> _To-do list_:
1) Reproduce the passage on Olivier's Richard between "Olivier first played" and "tapering, rat-like fingers.", inclusive, substituting "Gloucester" for every instance of "Richard".
2) According to the passage on Olivier's Richard, which Broadway producer served partly as a model for the role?
3) Extend the passage on Olivier's Richard, picking up right after its final sentence.

> _Text to read_:
____

Olivier first played Richard in 1944, when it became his first major post-war success. Modeled in part on Broadway producer Jed Harris, whom the actor considered one of the most evil people he had ever met, his Richard was as charismatic as he was crafty, luring the audience into caring about his fate before committing his greatest crimes, including the murder of the two young nephews who stand between him and the throne. It also represented one of his most extreme physical transformations, from the limp that made him look like a human spider, to the tapering, rat-like fingers.

____

> _Stored data_:
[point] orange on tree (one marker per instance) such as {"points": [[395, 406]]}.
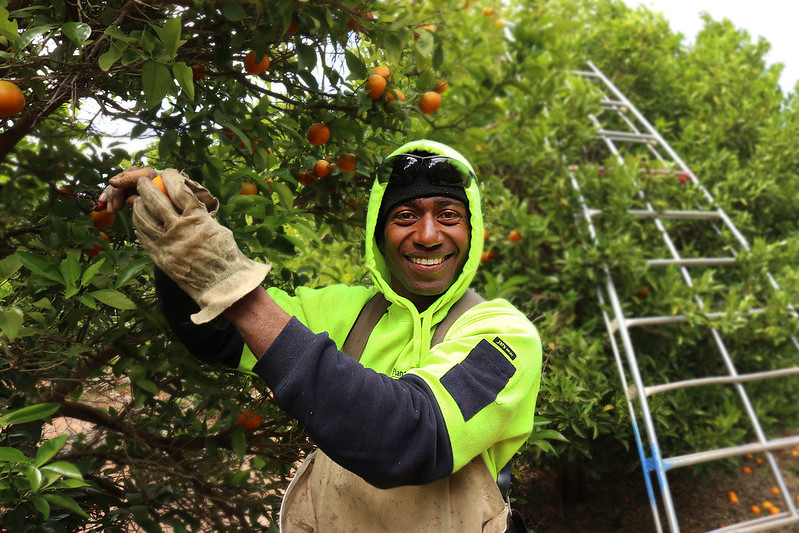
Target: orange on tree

____

> _Final results_:
1)
Olivier first played Gloucester in 1944, when it became his first major post-war success. Modeled in part on Broadway producer Jed Harris, whom the actor considered one of the most evil people he had ever met, his Gloucester was as charismatic as he was crafty, luring the audience into caring about his fate before committing his greatest crimes, including the murder of the two young nephews who stand between him and the throne. It also represented one of his most extreme physical transformations, from the limp that made him look like a human spider, to the tapering, rat-like fingers.

2) Jed Harris

3)
By the mid-'50s, Olivier was in a critical slump. Although he was enjoying a long run in London opposite wife Vivien Leigh in Terence Rattigan's The Sleeping Prince (which he would film with Marilyn Monroe as The Prince and the Showgirl in 1957), the play was a trifle. Nor had his other recent stage or screen work done much to enhance the reputation of a man once hailed as the greatest actor of the British stage. Hoping to turn things around, he set out to secure funding for a film version of Macbeth in which he hoped to team with Leigh. When he had trouble finding the money, Sir Alexander Korda suggested that Richard III might be more bankable. Not only did he offer to fund the film, but also he promised to produce Macbeth for Olivier if Richard III proved profitable. With urging from Leigh, his son Tarquin and director Sir Carol Reed, he finally agreed, though Olivier only consented to direct the film when Reed proved unavailable.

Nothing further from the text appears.